Output the data below in full, character for character.

[START Excerpted data]

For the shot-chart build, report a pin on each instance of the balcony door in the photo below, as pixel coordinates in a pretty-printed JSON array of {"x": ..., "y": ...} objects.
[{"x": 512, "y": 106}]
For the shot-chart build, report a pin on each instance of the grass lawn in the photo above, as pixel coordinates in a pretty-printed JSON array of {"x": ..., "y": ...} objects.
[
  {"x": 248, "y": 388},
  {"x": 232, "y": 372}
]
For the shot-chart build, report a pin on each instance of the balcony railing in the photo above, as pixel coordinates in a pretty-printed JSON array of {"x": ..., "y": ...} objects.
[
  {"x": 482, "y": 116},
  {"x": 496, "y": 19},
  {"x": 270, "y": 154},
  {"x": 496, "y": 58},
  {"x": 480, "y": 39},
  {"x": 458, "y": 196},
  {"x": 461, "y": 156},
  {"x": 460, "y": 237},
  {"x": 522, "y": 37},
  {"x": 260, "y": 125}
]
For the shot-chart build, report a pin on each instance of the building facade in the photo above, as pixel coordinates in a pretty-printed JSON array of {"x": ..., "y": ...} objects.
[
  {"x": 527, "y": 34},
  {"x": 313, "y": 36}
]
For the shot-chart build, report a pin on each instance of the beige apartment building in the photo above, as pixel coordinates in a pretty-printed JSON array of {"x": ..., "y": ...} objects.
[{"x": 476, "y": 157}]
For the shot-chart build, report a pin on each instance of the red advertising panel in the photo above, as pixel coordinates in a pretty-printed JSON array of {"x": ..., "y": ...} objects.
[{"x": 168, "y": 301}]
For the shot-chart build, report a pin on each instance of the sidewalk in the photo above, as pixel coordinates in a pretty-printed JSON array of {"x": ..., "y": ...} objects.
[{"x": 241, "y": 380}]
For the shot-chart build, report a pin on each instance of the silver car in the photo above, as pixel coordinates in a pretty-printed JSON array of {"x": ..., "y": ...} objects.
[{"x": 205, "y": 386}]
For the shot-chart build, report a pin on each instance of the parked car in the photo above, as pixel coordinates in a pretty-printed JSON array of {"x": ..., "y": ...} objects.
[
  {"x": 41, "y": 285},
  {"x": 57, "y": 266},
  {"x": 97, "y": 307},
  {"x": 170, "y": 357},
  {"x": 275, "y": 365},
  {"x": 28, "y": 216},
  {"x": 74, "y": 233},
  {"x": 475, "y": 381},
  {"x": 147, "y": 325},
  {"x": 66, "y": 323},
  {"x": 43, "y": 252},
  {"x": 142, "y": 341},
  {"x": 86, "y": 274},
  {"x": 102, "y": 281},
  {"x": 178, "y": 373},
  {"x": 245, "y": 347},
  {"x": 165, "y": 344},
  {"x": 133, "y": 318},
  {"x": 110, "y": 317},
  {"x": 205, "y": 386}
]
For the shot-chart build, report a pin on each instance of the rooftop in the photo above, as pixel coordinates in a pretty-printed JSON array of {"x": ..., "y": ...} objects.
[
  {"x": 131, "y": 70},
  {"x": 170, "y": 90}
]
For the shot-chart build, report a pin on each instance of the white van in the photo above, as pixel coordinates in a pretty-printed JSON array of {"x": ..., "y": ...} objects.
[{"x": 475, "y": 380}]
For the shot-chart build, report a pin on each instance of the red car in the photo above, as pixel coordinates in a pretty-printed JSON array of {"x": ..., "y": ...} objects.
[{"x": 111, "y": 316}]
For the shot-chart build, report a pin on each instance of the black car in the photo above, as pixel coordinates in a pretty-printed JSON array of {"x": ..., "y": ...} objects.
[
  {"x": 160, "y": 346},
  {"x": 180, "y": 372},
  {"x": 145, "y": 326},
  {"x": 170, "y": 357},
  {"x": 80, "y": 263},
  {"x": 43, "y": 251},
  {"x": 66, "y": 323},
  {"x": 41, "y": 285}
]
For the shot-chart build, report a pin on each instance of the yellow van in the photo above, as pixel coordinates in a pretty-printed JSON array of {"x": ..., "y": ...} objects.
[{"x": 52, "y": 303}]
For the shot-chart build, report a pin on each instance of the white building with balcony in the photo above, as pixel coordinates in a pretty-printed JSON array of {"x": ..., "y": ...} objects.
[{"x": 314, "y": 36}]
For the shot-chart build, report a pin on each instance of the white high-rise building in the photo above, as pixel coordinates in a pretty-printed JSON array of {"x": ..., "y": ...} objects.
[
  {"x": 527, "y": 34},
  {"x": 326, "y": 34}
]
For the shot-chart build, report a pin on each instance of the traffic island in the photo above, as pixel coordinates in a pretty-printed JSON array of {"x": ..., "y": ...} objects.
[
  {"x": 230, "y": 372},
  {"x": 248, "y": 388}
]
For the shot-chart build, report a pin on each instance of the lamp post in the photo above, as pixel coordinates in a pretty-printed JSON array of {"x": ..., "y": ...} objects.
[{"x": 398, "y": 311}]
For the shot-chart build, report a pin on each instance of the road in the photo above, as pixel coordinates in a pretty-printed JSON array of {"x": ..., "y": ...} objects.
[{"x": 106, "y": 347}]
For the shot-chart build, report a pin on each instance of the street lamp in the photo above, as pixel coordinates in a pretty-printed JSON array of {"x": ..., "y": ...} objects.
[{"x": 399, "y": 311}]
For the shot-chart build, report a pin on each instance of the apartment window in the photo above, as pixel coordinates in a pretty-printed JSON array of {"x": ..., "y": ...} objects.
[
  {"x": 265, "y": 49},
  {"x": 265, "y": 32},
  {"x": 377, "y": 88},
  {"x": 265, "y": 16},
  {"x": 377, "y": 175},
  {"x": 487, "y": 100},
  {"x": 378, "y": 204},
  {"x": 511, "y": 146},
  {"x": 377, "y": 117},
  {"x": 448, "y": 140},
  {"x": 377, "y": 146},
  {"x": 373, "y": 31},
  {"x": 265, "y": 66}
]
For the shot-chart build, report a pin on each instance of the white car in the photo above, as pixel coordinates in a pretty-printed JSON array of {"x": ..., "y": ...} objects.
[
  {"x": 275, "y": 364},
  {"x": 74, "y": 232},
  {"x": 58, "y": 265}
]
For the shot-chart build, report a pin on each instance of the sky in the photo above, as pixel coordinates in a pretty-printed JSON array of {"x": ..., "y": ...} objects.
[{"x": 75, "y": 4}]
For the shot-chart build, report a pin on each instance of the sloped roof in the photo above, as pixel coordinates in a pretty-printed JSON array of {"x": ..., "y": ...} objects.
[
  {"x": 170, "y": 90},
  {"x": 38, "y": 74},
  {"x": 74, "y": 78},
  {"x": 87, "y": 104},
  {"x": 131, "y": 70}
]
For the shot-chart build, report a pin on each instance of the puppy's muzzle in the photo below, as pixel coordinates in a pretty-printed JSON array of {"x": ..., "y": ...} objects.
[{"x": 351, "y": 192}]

[END Excerpted data]

# [Final result]
For the shot-chart build, report a pin on each instance of the balcony door in the photo below, as pixel coordinates in a pretty-printed JSON array of {"x": ..., "y": ...} objects.
[{"x": 512, "y": 106}]
For the shot-chart build, report a pin on each instance of the grass lawn in the photo above, as pixel coordinates in a pretty-printed JSON array of {"x": ..., "y": ...} objects.
[
  {"x": 248, "y": 388},
  {"x": 232, "y": 372}
]
For the shot-chart build, report a pin on each instance of the balcony railing in the photo above, as pixel coordinates in a pretty-printed JSON array of {"x": ..., "y": ...} objects.
[
  {"x": 482, "y": 116},
  {"x": 496, "y": 19},
  {"x": 270, "y": 154},
  {"x": 496, "y": 58},
  {"x": 480, "y": 39},
  {"x": 458, "y": 196},
  {"x": 461, "y": 156},
  {"x": 460, "y": 237},
  {"x": 522, "y": 37},
  {"x": 260, "y": 125}
]
For the shot-chart build, report a pin on each instance of the building facade in the photo above, as pixel coordinates in a pretty-printed JSON array of {"x": ..., "y": ...} objects.
[
  {"x": 527, "y": 34},
  {"x": 313, "y": 36}
]
For the shot-chart build, report a pin on each instance of the beige apartment building in the photo above, as pixel coordinates in a pretty-printed JSON array of {"x": ..., "y": ...} objects.
[{"x": 476, "y": 157}]
For the shot-chart build, report a pin on each instance of the red advertising panel in the photo above, as pixel coordinates in a pretty-printed JSON array of {"x": ..., "y": ...} objects.
[{"x": 168, "y": 301}]
For the shot-chart build, report a pin on each instance of the sidewalk in the photo above, as pixel coordinates in a pretty-printed JSON array of {"x": ..., "y": ...} objects.
[{"x": 241, "y": 380}]
For the shot-chart build, report a pin on each instance of the silver car in the photo above, as pixel coordinates in a pretty-printed JSON array of {"x": ..., "y": ...} objects.
[{"x": 205, "y": 386}]
For the shot-chart build, report a pin on each instance of the parked car in the photo above, as pixel coordinates in a pretty-printed JSON array of {"x": ..., "y": ...} objects.
[
  {"x": 41, "y": 285},
  {"x": 57, "y": 266},
  {"x": 97, "y": 307},
  {"x": 170, "y": 357},
  {"x": 275, "y": 365},
  {"x": 28, "y": 216},
  {"x": 74, "y": 233},
  {"x": 475, "y": 381},
  {"x": 147, "y": 325},
  {"x": 66, "y": 323},
  {"x": 43, "y": 252},
  {"x": 142, "y": 341},
  {"x": 86, "y": 274},
  {"x": 102, "y": 281},
  {"x": 178, "y": 373},
  {"x": 245, "y": 347},
  {"x": 165, "y": 344},
  {"x": 133, "y": 318},
  {"x": 110, "y": 317},
  {"x": 205, "y": 386}
]
For the shot-chart build, report a pin on each instance of the rooftop in the photo above, as pixel coordinates in a pretty-printed JSON array of {"x": ..., "y": ...} objects.
[
  {"x": 131, "y": 70},
  {"x": 170, "y": 90}
]
For the shot-chart build, report a pin on each instance of the white van in the photo above, as pixel coordinates in a pretty-printed JSON array of {"x": ..., "y": ...} objects.
[{"x": 475, "y": 380}]
For the shot-chart build, report a pin on each instance of the red car in the photo above, as pixel coordinates in a pretty-printed JSON array of {"x": ..., "y": ...} objects.
[{"x": 111, "y": 316}]
For the shot-chart build, report a pin on each instance of the black car in the photo above, as pixel coordinates in a pretty-printed JSON array of {"x": ..., "y": ...} objects.
[
  {"x": 160, "y": 346},
  {"x": 180, "y": 372},
  {"x": 145, "y": 326},
  {"x": 170, "y": 357},
  {"x": 80, "y": 263},
  {"x": 43, "y": 251},
  {"x": 66, "y": 323},
  {"x": 41, "y": 285}
]
For the shot-chart build, report a pin on each instance of the yellow van in the photo above, as pixel coordinates in a pretty-printed JSON array of {"x": ..., "y": ...} objects.
[{"x": 52, "y": 303}]
For the shot-chart build, report a pin on each instance of the white building with balcony in the photo above, as pixel coordinates in a pretty-printed JSON array of {"x": ..., "y": ...} objects.
[{"x": 314, "y": 36}]
For the shot-chart build, report a pin on each instance of the white high-rise building in the photo above, as pixel coordinates in a pretty-printed JSON array of {"x": ..., "y": ...} objects.
[
  {"x": 527, "y": 34},
  {"x": 326, "y": 34}
]
For the shot-chart build, report a pin on each instance of the traffic island in the photo above, as pixel coordinates in a pretty-printed JSON array of {"x": ..., "y": ...} objects.
[
  {"x": 230, "y": 372},
  {"x": 248, "y": 388}
]
For the shot-chart build, report a pin on each instance of the lamp post in the photo above, as pixel coordinates in a pretty-printed JSON array of {"x": ..., "y": ...} objects.
[{"x": 398, "y": 311}]
For the shot-chart build, report a pin on each instance of the road in the photo above, as pixel coordinates in a pretty-printed JSON array of {"x": ..., "y": ...} objects.
[{"x": 106, "y": 347}]
For the shot-chart build, report a pin on each instance of the street lamp in the photo above, as pixel coordinates in a pretty-printed JSON array of {"x": ..., "y": ...} objects.
[{"x": 399, "y": 311}]
For the shot-chart build, report a pin on each instance of the apartment window in the photo above, as pixel coordinates in a pretty-printed JSON array of {"x": ..., "y": ...} objects.
[
  {"x": 265, "y": 49},
  {"x": 265, "y": 32},
  {"x": 377, "y": 88},
  {"x": 265, "y": 16},
  {"x": 377, "y": 175},
  {"x": 487, "y": 100},
  {"x": 378, "y": 204},
  {"x": 511, "y": 146},
  {"x": 377, "y": 117},
  {"x": 448, "y": 140},
  {"x": 377, "y": 146},
  {"x": 373, "y": 31},
  {"x": 265, "y": 66}
]
For the shot-chart build, report a pin on each instance of the white car in the photo above, as pixel coordinates in a pretty-printed JSON array of {"x": ..., "y": ...} objects.
[
  {"x": 275, "y": 364},
  {"x": 74, "y": 232},
  {"x": 58, "y": 265}
]
For the shot-chart build, report a pin on each instance of the sky in the photo above, as pixel coordinates in a pretty-printed JSON array of {"x": ..., "y": ...} objects.
[{"x": 75, "y": 4}]
For the shot-chart build, report a pin on each instance of the sloped roof in the photo above, as pixel coordinates in a pretty-printed JSON array of {"x": ..., "y": ...} objects.
[
  {"x": 170, "y": 90},
  {"x": 38, "y": 74},
  {"x": 74, "y": 78},
  {"x": 87, "y": 104},
  {"x": 131, "y": 70}
]
For the shot-chart build, report a pin on each instance of the puppy's muzzle in the photo below, as pixel coordinates in a pretty-printed JSON array of {"x": ..., "y": ...} objects.
[{"x": 351, "y": 192}]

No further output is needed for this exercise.